Exercise goal:
Can you reproduce the data beneath, keeping every line exact?

START Dataset content

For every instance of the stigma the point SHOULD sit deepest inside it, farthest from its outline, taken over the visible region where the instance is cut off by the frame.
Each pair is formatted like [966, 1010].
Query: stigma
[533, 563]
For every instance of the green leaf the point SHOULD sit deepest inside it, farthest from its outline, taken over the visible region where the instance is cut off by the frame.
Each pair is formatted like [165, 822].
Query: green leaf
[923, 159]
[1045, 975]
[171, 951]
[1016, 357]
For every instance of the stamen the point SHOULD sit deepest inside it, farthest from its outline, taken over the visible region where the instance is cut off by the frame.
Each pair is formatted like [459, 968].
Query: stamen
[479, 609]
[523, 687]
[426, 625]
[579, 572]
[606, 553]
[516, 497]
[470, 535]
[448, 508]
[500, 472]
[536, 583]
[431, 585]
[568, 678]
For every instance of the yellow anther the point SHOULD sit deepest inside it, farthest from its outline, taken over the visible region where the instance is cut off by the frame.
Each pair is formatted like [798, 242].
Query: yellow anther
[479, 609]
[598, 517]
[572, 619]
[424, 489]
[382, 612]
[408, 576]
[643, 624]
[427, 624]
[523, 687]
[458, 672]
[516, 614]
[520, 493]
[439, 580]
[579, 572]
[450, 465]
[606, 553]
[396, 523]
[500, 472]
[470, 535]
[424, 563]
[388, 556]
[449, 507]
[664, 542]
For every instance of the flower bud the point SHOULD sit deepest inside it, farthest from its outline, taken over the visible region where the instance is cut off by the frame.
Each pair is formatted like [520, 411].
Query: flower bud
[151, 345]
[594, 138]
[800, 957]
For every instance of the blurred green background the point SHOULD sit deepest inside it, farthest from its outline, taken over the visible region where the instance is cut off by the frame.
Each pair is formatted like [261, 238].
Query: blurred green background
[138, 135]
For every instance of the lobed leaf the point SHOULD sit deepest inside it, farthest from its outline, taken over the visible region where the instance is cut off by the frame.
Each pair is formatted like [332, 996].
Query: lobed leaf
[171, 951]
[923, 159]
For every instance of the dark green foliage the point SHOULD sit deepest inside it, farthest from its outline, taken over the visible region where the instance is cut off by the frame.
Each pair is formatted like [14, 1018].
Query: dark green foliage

END Dataset content

Task response:
For every instance of the stigma the point SHOULD sit deepest inside it, farthest from its outline, taken over the visible region where the instance is cut off by the frame.
Each pair is formatted like [966, 1010].
Query: stigma
[533, 563]
For every instance of the green leaf the point SHOULD sit deepest inside it, farthest from its outline, taken over the visible region where the instance is cut off by the frame.
Each pair is formatted like [165, 822].
Query: green leaf
[923, 159]
[1045, 975]
[171, 951]
[1016, 357]
For every instance of the stamen the point SHOULD sit deepest inside it, farthest from its outline, taken over the visible region where the instance is cut off by the frame.
Each pair is formatted like [459, 968].
Query: stamen
[479, 609]
[523, 687]
[426, 625]
[579, 572]
[606, 553]
[516, 497]
[470, 535]
[448, 508]
[500, 472]
[536, 583]
[431, 585]
[568, 678]
For every instance of the yellow anther the point SHOULD sit deepest inside it, farthest from its outline, taken over the visible region where the instance is cut off by the frame.
Each pair is formatted like [798, 242].
Query: yellow anther
[479, 609]
[598, 517]
[572, 619]
[424, 489]
[382, 612]
[408, 576]
[643, 624]
[427, 624]
[523, 687]
[458, 672]
[516, 614]
[520, 493]
[439, 580]
[579, 572]
[450, 465]
[606, 553]
[396, 523]
[500, 472]
[470, 535]
[424, 563]
[388, 556]
[449, 507]
[664, 542]
For every instance of the flower bud the point SHOULD sit deepest inside it, farthest from its outline, taken over the visible region where the instance is cut off by the frame.
Each pair is formatted like [520, 411].
Query: flower bud
[151, 345]
[594, 138]
[800, 957]
For every instance of the blurred green background the point SHOULD sit deepest inside it, farthest from its outline, taken over the visible region where the instance is cut off by the frame.
Each pair is formatted like [261, 238].
Query: blurred green background
[138, 135]
For every instance of the lobed leaf the point SHOULD sit deepest inside it, farthest from its outline, taken over the visible region where the instance is cut off by the frame.
Each pair is formatted like [332, 996].
Query: lobed leaf
[171, 951]
[923, 159]
For every instance of the dark green foliage the point SHOULD sit deepest inside it, farthest from its outline, taken over the visible region where the instance is cut off by the frame.
Each pair is formatted like [14, 1018].
Query: dark green foliage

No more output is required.